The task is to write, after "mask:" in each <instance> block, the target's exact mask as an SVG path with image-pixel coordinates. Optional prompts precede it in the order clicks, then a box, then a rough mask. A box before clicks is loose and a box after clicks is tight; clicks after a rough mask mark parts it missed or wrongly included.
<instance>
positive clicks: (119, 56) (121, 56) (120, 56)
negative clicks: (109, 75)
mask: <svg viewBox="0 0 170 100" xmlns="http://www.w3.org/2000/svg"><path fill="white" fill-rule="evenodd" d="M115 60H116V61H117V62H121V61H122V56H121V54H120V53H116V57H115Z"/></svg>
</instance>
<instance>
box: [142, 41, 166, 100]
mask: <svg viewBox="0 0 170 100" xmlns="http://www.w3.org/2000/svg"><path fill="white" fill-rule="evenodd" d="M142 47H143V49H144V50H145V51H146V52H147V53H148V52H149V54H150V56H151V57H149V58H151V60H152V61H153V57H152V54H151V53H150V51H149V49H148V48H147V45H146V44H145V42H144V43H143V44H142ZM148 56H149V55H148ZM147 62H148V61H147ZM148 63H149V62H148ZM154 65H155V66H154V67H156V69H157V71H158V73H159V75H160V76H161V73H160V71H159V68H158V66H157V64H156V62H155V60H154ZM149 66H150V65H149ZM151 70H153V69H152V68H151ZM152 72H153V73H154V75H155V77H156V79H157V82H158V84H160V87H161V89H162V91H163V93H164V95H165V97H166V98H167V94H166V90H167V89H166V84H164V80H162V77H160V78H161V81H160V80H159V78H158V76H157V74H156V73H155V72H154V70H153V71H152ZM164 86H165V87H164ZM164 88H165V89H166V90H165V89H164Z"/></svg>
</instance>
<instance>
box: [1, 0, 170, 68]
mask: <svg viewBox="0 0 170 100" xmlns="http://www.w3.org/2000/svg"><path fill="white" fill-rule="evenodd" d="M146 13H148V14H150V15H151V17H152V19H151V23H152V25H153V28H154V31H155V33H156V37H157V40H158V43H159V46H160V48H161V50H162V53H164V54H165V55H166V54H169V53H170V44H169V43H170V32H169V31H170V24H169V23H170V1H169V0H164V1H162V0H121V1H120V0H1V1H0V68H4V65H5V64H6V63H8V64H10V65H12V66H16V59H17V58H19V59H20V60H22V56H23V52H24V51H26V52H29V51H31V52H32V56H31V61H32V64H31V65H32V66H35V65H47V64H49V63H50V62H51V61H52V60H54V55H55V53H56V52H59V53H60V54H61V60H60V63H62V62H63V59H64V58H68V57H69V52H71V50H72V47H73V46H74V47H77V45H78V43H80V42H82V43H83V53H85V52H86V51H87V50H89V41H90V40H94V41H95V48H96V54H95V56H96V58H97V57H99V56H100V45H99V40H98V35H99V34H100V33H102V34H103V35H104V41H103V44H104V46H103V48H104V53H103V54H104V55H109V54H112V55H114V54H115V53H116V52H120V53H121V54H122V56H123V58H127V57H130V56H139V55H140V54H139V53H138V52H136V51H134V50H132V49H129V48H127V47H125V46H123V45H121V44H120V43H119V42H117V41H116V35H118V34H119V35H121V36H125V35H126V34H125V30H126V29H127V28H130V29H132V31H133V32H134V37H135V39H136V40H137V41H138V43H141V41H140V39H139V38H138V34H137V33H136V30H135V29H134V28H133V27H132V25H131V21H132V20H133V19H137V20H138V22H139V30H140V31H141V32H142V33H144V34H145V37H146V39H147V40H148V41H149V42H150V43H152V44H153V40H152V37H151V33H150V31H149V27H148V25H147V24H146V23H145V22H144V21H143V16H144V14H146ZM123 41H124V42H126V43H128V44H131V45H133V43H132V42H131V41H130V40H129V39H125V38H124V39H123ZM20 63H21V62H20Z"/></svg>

= = = =

▶ _Task description_: Would you return all of the data exactly as given?

▶ _Task solution_:
The task is to write, after "mask:" in each <instance> block, the target's exact mask as an SVG path with image-pixel coordinates. Optional prompts precede it in the order clicks, then a box, then a rough mask. A box before clicks is loose and a box after clicks is tight; clicks after a rough mask mark parts it missed or wrongly included.
<instance>
positive clicks: (119, 56) (121, 56) (120, 56)
negative clicks: (109, 75)
mask: <svg viewBox="0 0 170 100" xmlns="http://www.w3.org/2000/svg"><path fill="white" fill-rule="evenodd" d="M115 60H116V61H117V62H121V61H122V56H121V54H120V53H116V57H115Z"/></svg>
</instance>
<instance>
box: [142, 41, 166, 100]
mask: <svg viewBox="0 0 170 100" xmlns="http://www.w3.org/2000/svg"><path fill="white" fill-rule="evenodd" d="M142 47H143V49H144V50H145V51H146V52H147V53H148V52H149V54H150V56H151V57H149V58H151V60H152V61H153V57H152V54H151V53H150V51H149V49H148V48H147V45H146V44H145V42H144V43H143V44H142ZM148 56H149V55H148ZM147 62H148V61H147ZM148 63H149V62H148ZM154 65H155V66H154V67H156V69H157V71H158V73H159V75H160V76H161V73H160V71H159V68H158V66H157V64H156V62H155V60H154ZM149 66H150V65H149ZM151 70H153V69H152V68H151ZM152 72H153V73H154V75H155V77H156V79H157V82H158V84H160V87H161V89H162V91H163V93H164V95H165V97H166V98H167V94H166V90H167V89H166V84H164V80H162V77H160V78H161V81H160V80H159V78H158V76H157V74H156V73H155V72H154V70H153V71H152ZM164 86H165V87H164ZM164 88H165V89H166V90H165V89H164Z"/></svg>
</instance>
<instance>
box: [1, 0, 170, 68]
mask: <svg viewBox="0 0 170 100" xmlns="http://www.w3.org/2000/svg"><path fill="white" fill-rule="evenodd" d="M146 13H148V14H150V15H151V17H152V19H151V23H152V25H153V28H154V31H155V33H156V37H157V40H158V43H159V46H160V48H161V50H162V53H164V54H165V55H166V54H169V53H170V44H169V43H170V32H169V31H170V24H169V23H170V1H169V0H164V1H162V0H121V1H120V0H1V1H0V68H4V65H5V64H6V63H8V64H10V65H12V66H16V59H17V58H19V59H20V60H22V56H23V52H24V51H26V52H29V51H31V52H32V56H31V61H32V64H31V65H32V66H35V65H47V64H49V63H50V62H51V61H52V60H54V55H55V53H56V52H59V53H60V54H61V60H60V63H62V62H63V59H64V58H68V57H69V52H71V50H72V47H73V46H74V47H77V45H78V43H80V42H82V43H83V53H85V52H86V51H87V50H89V41H90V40H94V41H95V48H96V54H95V56H96V58H97V57H99V56H100V45H99V40H98V35H99V34H100V33H102V34H103V35H104V41H103V44H104V46H103V48H104V53H103V54H104V55H109V54H112V55H114V54H115V53H116V52H120V53H121V54H122V56H123V58H127V57H130V56H139V55H140V54H139V53H138V52H136V51H134V50H132V49H129V48H127V47H125V46H123V45H121V44H120V43H119V42H117V41H116V35H118V34H119V35H121V36H125V35H126V34H125V30H126V29H127V28H130V29H132V31H133V32H134V37H135V39H136V40H137V41H138V43H141V41H140V39H139V38H138V34H137V33H136V30H135V29H134V28H133V27H132V25H131V21H132V20H133V19H137V20H138V22H139V30H140V31H141V32H142V33H144V34H145V37H146V39H147V40H148V41H149V42H150V43H152V44H153V40H152V37H151V33H150V31H149V27H148V25H147V24H146V23H145V22H144V21H143V16H144V14H146ZM123 41H124V42H126V43H128V44H131V45H133V43H132V42H131V41H130V40H129V39H125V38H124V39H123ZM20 63H21V62H20Z"/></svg>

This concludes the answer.